EXERCISE INSTRUCTIONS. The full listing, excluding its pictures, should be printed exactly as it stands.

RECORDS PROVIDED section start

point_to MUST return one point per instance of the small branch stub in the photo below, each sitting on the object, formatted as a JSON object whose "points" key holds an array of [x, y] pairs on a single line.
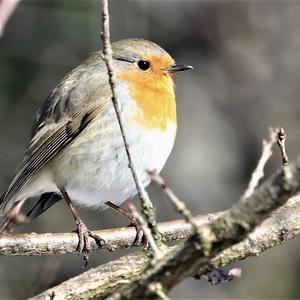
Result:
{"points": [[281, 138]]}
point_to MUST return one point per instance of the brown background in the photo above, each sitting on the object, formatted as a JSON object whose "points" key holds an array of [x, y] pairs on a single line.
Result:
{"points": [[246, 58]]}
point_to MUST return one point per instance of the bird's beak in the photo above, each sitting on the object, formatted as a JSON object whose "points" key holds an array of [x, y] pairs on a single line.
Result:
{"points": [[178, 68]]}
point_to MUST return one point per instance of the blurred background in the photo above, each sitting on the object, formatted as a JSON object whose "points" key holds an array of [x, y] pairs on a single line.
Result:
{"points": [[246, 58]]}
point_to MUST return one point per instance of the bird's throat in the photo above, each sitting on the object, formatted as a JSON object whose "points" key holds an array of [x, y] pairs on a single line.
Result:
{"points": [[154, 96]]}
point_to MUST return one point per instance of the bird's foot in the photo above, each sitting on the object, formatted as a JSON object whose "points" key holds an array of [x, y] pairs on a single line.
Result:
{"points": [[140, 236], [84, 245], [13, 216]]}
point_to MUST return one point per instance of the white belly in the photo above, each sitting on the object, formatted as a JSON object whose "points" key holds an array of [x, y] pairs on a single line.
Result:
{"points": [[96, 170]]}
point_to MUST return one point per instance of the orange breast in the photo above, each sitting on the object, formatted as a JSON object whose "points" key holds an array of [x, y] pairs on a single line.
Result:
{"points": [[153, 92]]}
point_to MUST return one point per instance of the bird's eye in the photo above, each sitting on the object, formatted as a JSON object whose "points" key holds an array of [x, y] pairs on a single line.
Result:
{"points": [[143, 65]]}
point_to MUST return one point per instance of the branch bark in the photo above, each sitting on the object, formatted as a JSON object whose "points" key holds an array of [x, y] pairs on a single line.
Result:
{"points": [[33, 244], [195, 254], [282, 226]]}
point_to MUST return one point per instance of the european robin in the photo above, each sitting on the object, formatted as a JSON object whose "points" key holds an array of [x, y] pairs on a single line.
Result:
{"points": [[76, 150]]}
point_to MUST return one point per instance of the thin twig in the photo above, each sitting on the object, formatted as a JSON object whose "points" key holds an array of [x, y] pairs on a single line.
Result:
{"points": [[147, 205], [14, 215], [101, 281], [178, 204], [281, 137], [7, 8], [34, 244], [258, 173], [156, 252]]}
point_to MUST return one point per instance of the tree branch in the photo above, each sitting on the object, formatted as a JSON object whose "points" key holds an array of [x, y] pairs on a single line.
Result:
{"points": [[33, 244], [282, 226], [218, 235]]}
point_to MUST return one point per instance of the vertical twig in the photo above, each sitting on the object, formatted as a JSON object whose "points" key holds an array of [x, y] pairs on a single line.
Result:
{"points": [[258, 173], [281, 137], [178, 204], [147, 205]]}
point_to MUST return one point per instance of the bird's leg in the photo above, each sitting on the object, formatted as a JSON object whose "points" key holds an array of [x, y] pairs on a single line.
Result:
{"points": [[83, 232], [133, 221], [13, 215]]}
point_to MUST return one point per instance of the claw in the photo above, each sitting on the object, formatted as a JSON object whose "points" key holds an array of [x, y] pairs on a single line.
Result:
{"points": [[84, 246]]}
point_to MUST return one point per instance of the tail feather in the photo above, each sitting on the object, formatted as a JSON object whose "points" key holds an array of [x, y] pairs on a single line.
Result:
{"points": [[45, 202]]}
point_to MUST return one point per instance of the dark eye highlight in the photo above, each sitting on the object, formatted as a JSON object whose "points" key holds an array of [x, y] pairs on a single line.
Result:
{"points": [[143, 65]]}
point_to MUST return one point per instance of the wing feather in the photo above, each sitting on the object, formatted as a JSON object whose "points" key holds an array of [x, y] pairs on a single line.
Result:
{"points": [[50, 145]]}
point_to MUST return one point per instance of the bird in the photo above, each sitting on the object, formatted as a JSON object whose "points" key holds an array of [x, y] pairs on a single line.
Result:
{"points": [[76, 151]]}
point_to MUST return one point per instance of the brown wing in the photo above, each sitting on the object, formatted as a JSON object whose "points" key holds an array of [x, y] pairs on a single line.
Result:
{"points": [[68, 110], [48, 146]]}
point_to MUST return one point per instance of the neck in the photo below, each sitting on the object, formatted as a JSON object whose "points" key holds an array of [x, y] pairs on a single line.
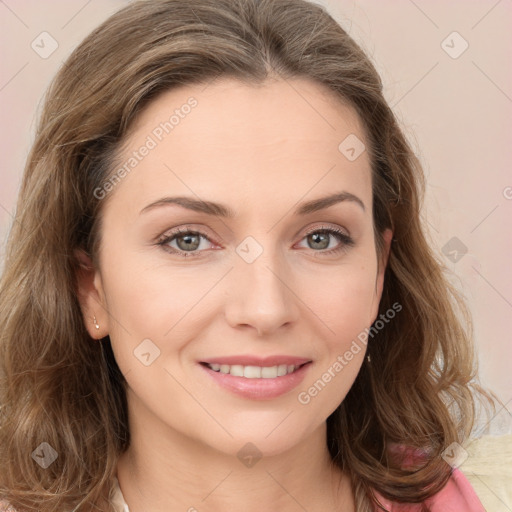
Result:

RECORDS PROVIDED section end

RESPONSE BELOW.
point_to MUST return one point per instance of the small branch stub in the photo below, each sitting on the object, formatted as a JSON object whose "points" key holds an array of [x, y] pairs on a single line.
Result:
{"points": [[281, 138]]}
point_to MUST return one point per instance of the brown background in the photo above, each sitting on the object, formatted as a JSON object whose "points" key holds an array of [x, y] pairs on a single line.
Result:
{"points": [[246, 58]]}
point_to MUST return one point per instance of the bird's beak in the photo above, each sitting on the object, formatted as a JSON object whose "points" key holds an array of [x, y] pairs on a single line.
Result:
{"points": [[178, 68]]}
point_to MUST return one point per instance of the blurred background in the photo above, each sitting on the object, formatted as a JSON object whose "points" key holds an array of [x, y] pairs on a single line.
Result:
{"points": [[246, 58]]}
point_to MUST return one point per instance of the bird's throat in the photo above, each sitting on the object, formatted as a JSON object whose "points" key holds an array of [x, y] pairs on a single line.
Result:
{"points": [[154, 96]]}
point_to MUST return one point per instance of the bird's foot in the photo above, each sitting on the object, formatted as a JSON object whose "points" key holds an array of [x, y] pairs on a single line.
Result:
{"points": [[140, 236], [84, 245], [13, 216]]}
point_to MUST return one point per instance of the white belly in the photo above, each sitting on the object, formatted as a JSON object whose "points" key holds an array of [x, y] pairs on a single line.
Result:
{"points": [[96, 170]]}
point_to MUST return one point per instance of the orange breast in the photo above, each sitting on the object, formatted as a JSON object whose "points" key holds an array of [x, y] pairs on a single line.
Result:
{"points": [[153, 92]]}
point_to MUST return one point per instance of the bird's eye in the photo above, each sitting on the object, formatted as a JSON object whose "points" key holds an array of [x, y] pairs on a single line.
Result:
{"points": [[143, 65]]}
point_to MUST return one point per instance of the branch bark in the photo above, each sitting on the object, formatted as a JSON object whose "points" key holds an array of [x, y] pairs on a single line.
Result:
{"points": [[33, 244], [195, 254], [282, 226]]}
point_to MUST return one point per instance of the european robin in the photo above, each sitting on the object, formatted as a JSON object whose "points" key holds an array of [x, y] pairs on a single line.
Result:
{"points": [[76, 150]]}
point_to MUST return one point per instance of the thin twig in the photo above, each sitting on the object, formatted as a JSON object whose "points" key holds an array of [x, y] pairs on a single line.
Result:
{"points": [[147, 205], [14, 215], [101, 281], [178, 204], [281, 137], [7, 8], [34, 244], [258, 173], [156, 252]]}
point_to MUST return one point per instance of the tree branch in the photo above, each sitting on the object, formatted as a JSON object whose "points" key holds an array of [x, y] pairs on a single line.
Result:
{"points": [[33, 244], [282, 226], [218, 235]]}
point_to MUST return one point per instance of the vertical twig in the photo above, each sitting on the object, formatted as a JSON object whose "points" key holds an array of [x, y] pairs on a single line.
Result:
{"points": [[258, 173], [281, 137], [178, 204], [147, 205]]}
point_to MUST return one point per instance of the bird's leg in the photo above, each sitting on the object, formatted as a JSON object whose "points" key holds an array of [x, y] pairs on a single line.
Result:
{"points": [[83, 232], [133, 221], [13, 215]]}
point_to MUST return one point per instance of the claw in the photo above, each sitting on the object, formatted as a JSON object whose "points" key holds an array of [x, y] pairs on a single line.
Result:
{"points": [[84, 246]]}
point_to MUST return one point per instance of the tail feather in the photo above, each sitting on the object, formatted as a JSON object whose "points" key holds an array of [x, y] pairs on a single line.
Result:
{"points": [[45, 202]]}
point_to MUST return one point per instance of the dark eye highlight in the photo above, each sitting on the object, formatted as a JSON object whose "points" key holds an array of [x, y] pairs on a single line.
Result:
{"points": [[143, 65]]}
point_to MUST return one point per instance of the wing feather in the photo above, each sitting on the object, formatted as a JSON object whose "points" key holds an array of [x, y] pairs on a single line.
Result:
{"points": [[50, 145]]}
point_to MUST return one point per instance of the bird in the photo above, each sitting on the object, formatted as a JSON object whose "points" key holds an array of [x, y] pairs on a single line.
Result:
{"points": [[76, 151]]}
point_to MUST return one point per instance of the brown wing in the photo above, each sitting on the object, formatted as a JSON object whose "points" key holds an array of [x, y] pairs on a single line.
Result:
{"points": [[68, 110], [48, 146]]}
point_to MUST return one point per instance of the neck in the photo below, each sitting on the object, formatted as a JSON object whose "points" key holds an array of [x, y] pairs on a single line.
Result:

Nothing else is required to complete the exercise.